**Referring expression pointing data**
#####

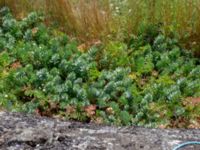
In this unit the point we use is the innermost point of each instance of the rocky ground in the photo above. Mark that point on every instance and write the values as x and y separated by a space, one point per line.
27 132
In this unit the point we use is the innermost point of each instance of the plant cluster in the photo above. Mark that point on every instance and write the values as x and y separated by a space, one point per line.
145 82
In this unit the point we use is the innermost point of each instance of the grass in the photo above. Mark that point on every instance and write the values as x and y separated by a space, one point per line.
100 19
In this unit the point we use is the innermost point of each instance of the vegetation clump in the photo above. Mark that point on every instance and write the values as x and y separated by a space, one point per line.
149 81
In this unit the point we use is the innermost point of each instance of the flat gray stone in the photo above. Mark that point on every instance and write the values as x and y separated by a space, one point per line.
27 132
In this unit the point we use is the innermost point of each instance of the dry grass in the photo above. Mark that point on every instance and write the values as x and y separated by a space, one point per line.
94 19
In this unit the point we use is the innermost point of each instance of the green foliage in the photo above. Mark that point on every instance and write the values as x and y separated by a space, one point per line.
144 82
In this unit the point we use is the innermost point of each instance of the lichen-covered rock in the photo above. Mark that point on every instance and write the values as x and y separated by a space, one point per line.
28 132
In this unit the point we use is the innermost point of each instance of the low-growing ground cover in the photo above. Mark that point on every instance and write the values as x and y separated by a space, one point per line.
148 81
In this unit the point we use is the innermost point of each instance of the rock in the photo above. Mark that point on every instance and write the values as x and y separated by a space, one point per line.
28 132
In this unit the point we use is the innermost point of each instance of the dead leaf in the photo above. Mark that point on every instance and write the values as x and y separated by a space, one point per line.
90 110
192 101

#####

**WHAT IS EXPECTED**
An exact copy of the lines from the one containing "the rock in" through the end of the entries is required, and nothing beyond them.

**RESPONSE FOR THIS EXERCISE**
In this unit the point we use is the innermost point of each instance of the rock in the photo above. Mark that point on every instance and write the values as x and y separated by a space, one point per line.
28 132
In this unit the point we use is the innermost point of each instance of the dead leaf in the photo above. Mark that point on every instance and write the values as x and y separated by a space, one point per line.
90 110
192 101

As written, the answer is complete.